_Estratto del documento_:

____________

GIORGIO MARCHESI un attore a 360°

Cover: jacket e denim Jacob Cohen; shirt Corneliani

Un talento scoperto sul campo e una passione nata nel tempo: è Giorgio Marchesi, ormai affermato attore italiano, classe 1974.  La sua formazione comincia a Padova, dove grazie a un corso di recitazione tutto ha avuto inizio. Dopo alcuni anni nel teatro e nella pubblicità, si trasferisce a Roma nel 2003, dove ha l’occasione di venire a contatto con il vero e proprio mondo dello spettacolo. Negli anni, Giorgio dimostra talento e determinazione, entrando a far parte di importanti produzioni teatrali, televisive e cinematografiche e lavorando con registi come Marco Tullio Giordana e Ferzan Özpetek, continuando ad affinare le sue competenze frequentando corsi, stage e seminari tenuti da importanti maestri.
Non solo attore ma anche padre, noi di Manintown ci siamo fatti raccontare qualcosa sui sogni e sulle passioni di un personaggio che, con i suoi modi decisi e gentili, sta affascinando sempre più il grande pubblico.

Hai sempre sognato di fare l’attore? Com’è cominciata la carriera di Giorgio Marchesi?

Da ragazzino in realtà sognavo più di fare il calciatore o il cantante. Avevo sicuramente l’attitudine da attore, ma ero ancora molto timido, facevo le battute con gli amici, le imitazioni, ma non pensavo alla carriera nel mondo dello spettacolo. Forse perché a Bergamo non era un mestiere così usuale. Più grande ho frequentato un corso di teatro, grazie al quale ho scoperto e potuto mettere in pratica la mia passione. Al termine del corso, dopo il saggio finale, mi hanno chiesto di fare uno spettacolo con la loro compagnia, e da lì non mi sono più fermato. Ho lavorato nella pubblicità, a Milano, per poi trasferirmi a Roma dove, per fortuna, le cose hanno cominciato a girare per il verso giusto. All’inizio ho recitato molto in teatro, e dopo qualche anno sono arrivate le prime occasioni e le prime piccole parti nel cinema e in televisione.

____________

_Istruzioni dell'esercizio_:
1. Riporta parola per parola il passo dell'articolo su Giorgio Marchesi che comincia con "GIORGIO MARCHESI un" e prosegue fino a "da importanti maestri.".
2. Secondo l'articolo su Giorgio Marchesi, in che anno l'attore si trasferisce a Roma?
Il materiale proviene da una fonte diversa.

____________

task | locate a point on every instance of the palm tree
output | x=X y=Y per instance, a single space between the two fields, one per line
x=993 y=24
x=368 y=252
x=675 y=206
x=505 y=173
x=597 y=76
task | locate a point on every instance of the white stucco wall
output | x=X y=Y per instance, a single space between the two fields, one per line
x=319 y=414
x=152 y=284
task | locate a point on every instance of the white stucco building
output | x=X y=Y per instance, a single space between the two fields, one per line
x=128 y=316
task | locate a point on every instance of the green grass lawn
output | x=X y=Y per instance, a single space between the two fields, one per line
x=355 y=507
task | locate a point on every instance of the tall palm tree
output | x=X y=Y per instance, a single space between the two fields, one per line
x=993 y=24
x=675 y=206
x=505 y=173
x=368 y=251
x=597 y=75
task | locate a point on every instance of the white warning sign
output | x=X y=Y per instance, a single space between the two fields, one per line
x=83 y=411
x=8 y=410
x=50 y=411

____________

_Soluzioni dell'esercizio_:
1.
GIORGIO MARCHESI un attore a 360°

Cover: jacket e denim Jacob Cohen; shirt Corneliani

Un talento scoperto sul campo e una passione nata nel tempo: è Giorgio Marchesi, ormai affermato attore italiano, classe 1974.  La sua formazione comincia a Padova, dove grazie a un corso di recitazione tutto ha avuto inizio. Dopo alcuni anni nel teatro e nella pubblicità, si trasferisce a Roma nel 2003, dove ha l’occasione di venire a contatto con il vero e proprio mondo dello spettacolo. Negli anni, Giorgio dimostra talento e determinazione, entrando a far parte di importanti produzioni teatrali, televisive e cinematografiche e lavorando con registi come Marco Tullio Giordana e Ferzan Özpetek, continuando ad affinare le sue competenze frequentando corsi, stage e seminari tenuti da importanti maestri.

2. Nel 2003.